> Exercise description:
Reproduce each of the rows below verbatim, but omit the pictures from your answer.

(Region outline entries)
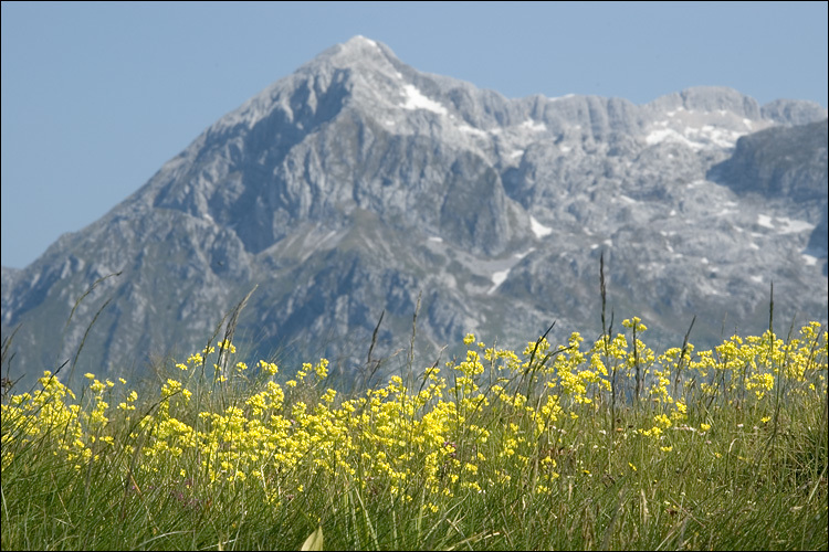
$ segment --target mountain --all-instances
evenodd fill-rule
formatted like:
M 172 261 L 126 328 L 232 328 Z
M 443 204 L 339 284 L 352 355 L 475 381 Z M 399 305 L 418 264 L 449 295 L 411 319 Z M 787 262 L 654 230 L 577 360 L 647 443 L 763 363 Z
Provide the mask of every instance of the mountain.
M 345 373 L 382 310 L 388 369 L 416 310 L 416 368 L 468 331 L 523 349 L 556 320 L 552 339 L 594 339 L 602 252 L 615 330 L 638 315 L 649 344 L 678 344 L 694 315 L 697 346 L 762 332 L 772 282 L 778 326 L 826 321 L 826 117 L 722 87 L 642 106 L 507 99 L 356 36 L 3 268 L 11 378 L 74 362 L 81 343 L 75 373 L 181 358 L 254 286 L 241 350 Z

> Correct result:
$ segment --target mountain --all-instances
evenodd fill-rule
formatted like:
M 172 261 L 126 328 L 232 328 Z
M 443 204 L 339 284 L 352 355 L 475 381 Z M 399 305 L 418 264 L 449 295 L 411 319 Z M 787 262 L 654 230 L 577 360 L 647 443 L 763 363 Z
Provide the mask of every instance of the mountain.
M 345 373 L 382 310 L 388 369 L 416 310 L 416 368 L 468 331 L 523 349 L 556 320 L 552 339 L 594 339 L 602 252 L 615 330 L 638 315 L 649 344 L 678 344 L 694 315 L 697 346 L 762 332 L 772 282 L 778 326 L 826 321 L 826 117 L 722 87 L 642 106 L 507 99 L 356 36 L 3 268 L 11 378 L 74 362 L 81 343 L 75 373 L 181 358 L 254 286 L 241 350 Z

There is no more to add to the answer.